**TEXTABSCHNITT:**
***

Ich Arbeite mit Swing, schade das ExpandBar für SWT ist . Hmm muss wohl wegen einer Komponente ganze swinglab-lib einbinden. :/ Sieht aber gut aus 

Danke.


----------



## Dit_ (10. Aug 2011)

Marcinek hat gesagt.:


> Obwohl das Projekt scheinbar nicht mehr geplegt wird, habe ich damlas das hier genutzt:
> 
> Download SwingLabs Technology
> 
> ...



Die Seite ist schon seit langem down. das Projekt wurde "*oracle*siert"


----------



## Guybrush Threepwood (10. Aug 2011)

Nein, Oracle kann in diesem Fall nichts dazu. Das Zerwürfnis ereignete sich bereits früher mit Sun:
Sun setting down on the core Swing  Pushing Pixels

Schon witzig, dass die umstrittenen Painter nun teil von Java 7 sind. Ansonsten ist die Weiterentwicklung von Swing ein wirkliches Trauerspiel. Es ist so schade, das hier nicht mehr Energie investiert wird. Klar kriegt man das Meiste irgendwie hin (z. B. mit Drittbibliotheken), aber es wäre schön, wenn das stärker vorangetrieben würde.


----------

***

**DATENTEIL:**

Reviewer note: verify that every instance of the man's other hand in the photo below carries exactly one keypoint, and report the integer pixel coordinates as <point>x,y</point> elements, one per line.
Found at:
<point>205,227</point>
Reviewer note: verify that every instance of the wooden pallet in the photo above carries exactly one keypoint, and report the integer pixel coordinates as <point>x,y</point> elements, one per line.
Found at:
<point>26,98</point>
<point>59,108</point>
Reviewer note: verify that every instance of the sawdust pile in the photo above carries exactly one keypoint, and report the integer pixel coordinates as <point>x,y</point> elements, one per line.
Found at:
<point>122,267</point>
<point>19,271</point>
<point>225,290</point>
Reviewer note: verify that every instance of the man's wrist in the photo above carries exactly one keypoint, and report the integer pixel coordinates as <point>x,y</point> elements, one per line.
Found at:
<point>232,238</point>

***

**ZIEL:** Nenne sämtliche Benutzernamen, die im Forumsauszug zu Swing vorkommen.

**LÖSUNG:** Dit_, Marcinek, Guybrush Threepwood